[Natural language region descriptions]
>>>>>
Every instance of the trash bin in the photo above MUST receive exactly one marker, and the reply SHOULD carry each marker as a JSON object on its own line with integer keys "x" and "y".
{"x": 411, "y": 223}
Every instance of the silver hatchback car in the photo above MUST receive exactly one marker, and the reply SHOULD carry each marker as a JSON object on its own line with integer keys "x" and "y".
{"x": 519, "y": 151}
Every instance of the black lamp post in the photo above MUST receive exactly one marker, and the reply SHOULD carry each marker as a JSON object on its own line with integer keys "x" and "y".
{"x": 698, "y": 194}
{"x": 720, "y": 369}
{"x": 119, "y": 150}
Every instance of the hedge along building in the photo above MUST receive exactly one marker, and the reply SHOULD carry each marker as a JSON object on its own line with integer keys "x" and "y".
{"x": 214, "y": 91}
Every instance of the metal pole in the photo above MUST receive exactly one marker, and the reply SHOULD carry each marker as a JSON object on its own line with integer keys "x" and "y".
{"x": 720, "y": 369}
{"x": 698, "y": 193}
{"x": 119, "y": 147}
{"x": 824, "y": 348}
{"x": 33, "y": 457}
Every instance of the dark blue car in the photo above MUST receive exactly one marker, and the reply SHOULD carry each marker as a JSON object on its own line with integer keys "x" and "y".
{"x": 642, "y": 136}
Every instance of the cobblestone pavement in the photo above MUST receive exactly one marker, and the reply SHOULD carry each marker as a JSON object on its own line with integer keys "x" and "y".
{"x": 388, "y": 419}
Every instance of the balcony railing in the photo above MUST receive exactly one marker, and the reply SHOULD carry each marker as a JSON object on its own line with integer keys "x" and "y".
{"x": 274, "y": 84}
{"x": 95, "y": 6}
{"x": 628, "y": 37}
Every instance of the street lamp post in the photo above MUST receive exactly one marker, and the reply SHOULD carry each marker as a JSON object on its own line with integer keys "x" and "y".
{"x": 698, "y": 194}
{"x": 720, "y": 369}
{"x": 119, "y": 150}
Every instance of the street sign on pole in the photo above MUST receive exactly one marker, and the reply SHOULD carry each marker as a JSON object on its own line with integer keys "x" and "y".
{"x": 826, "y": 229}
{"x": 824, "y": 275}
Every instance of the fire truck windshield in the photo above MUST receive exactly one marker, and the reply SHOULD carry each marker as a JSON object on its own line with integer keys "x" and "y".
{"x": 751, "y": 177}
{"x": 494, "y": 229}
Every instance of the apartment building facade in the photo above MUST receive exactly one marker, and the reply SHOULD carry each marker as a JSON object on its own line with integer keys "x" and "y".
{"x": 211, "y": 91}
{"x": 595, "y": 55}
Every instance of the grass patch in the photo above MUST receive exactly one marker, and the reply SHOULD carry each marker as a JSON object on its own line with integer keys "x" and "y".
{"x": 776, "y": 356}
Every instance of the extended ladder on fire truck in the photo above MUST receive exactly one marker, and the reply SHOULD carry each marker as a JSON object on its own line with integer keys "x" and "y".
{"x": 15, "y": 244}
<<<<<
YOUR TASK: Output the records exactly.

OUTPUT FOR THIS TASK:
Every instance of the trash bin in the photo above MUST receive exactly one marker, and the reply SHOULD carry each marker as a JSON object on its own line with integer keys "x" and "y".
{"x": 411, "y": 223}
Every instance of the silver hatchback car in the photo above MUST receive exactly one marker, and the reply SHOULD carry each marker as a JSON object on its own line with integer keys "x" and "y".
{"x": 519, "y": 151}
Every instance of the black lamp post in the photo above MUST receive exactly one marker, and the reply SHOULD carry each marker as a JSON object on its own line with integer keys "x" and "y".
{"x": 698, "y": 194}
{"x": 720, "y": 369}
{"x": 119, "y": 150}
Every instance of the hedge along building in the photo above MUST receive exactly one marker, and the reply SHOULD carry each marker as a JSON object on its own line with integer keys "x" and "y".
{"x": 214, "y": 91}
Every instance of the metal pole in the photo above MUST receive exactly one marker, and the reply SHOULD carry each marker as a JSON object on its own line with integer keys "x" and "y".
{"x": 720, "y": 369}
{"x": 698, "y": 193}
{"x": 119, "y": 147}
{"x": 824, "y": 348}
{"x": 33, "y": 457}
Every instance of the dark blue car in the photo above MUST receive exactly one marker, and the reply SHOULD carry each marker as a JSON object on its own line with integer keys "x" and "y".
{"x": 642, "y": 136}
Every instance of the cobblestone pavement in the photo above MUST receive exactly one marker, and the reply SHOULD carry each marker as a JSON object on its own line with integer keys "x" and "y".
{"x": 388, "y": 419}
Every instance of the balcony railing in the photo above MUST receive exactly one marker, and the reply SHOULD carry each marker as a JSON object on its own line with integer keys "x" and "y".
{"x": 274, "y": 84}
{"x": 95, "y": 6}
{"x": 628, "y": 37}
Every instance of the street lamp post in the photo above MUST receive exactly one marker, and the reply SHOULD carry each marker as a JSON object on its own line with integer keys "x" and "y".
{"x": 698, "y": 194}
{"x": 720, "y": 369}
{"x": 119, "y": 150}
Every instance of the street sign on pole in the photo above MUST receive exactly one marker, and the reply SHOULD carry each marker as a JSON object on its own line with integer keys "x" and "y".
{"x": 826, "y": 229}
{"x": 824, "y": 275}
Every instance of the fire truck windshield in the photo above MUST receive exactly one marker, and the reply SHOULD carry each marker as a JSON object on its own line with integer keys "x" and "y".
{"x": 751, "y": 177}
{"x": 494, "y": 229}
Every instance of the apartment building facade in the photo above MUST receive exactly one marker, and the reply SHOULD carry each marker as a JSON object on its own line with integer keys "x" and "y".
{"x": 211, "y": 91}
{"x": 595, "y": 55}
Every instance of the grass patch in the photo above MUST receive exactly one marker, and the reply SHOULD carry each marker as a JSON object on its own line with integer keys "x" and "y".
{"x": 776, "y": 356}
Every instance of the extended ladder on fire truck in the photo above MUST receive exactly one marker, and the reply SHOULD carry each marker as a JSON object on its own line with integer keys "x" and "y".
{"x": 15, "y": 244}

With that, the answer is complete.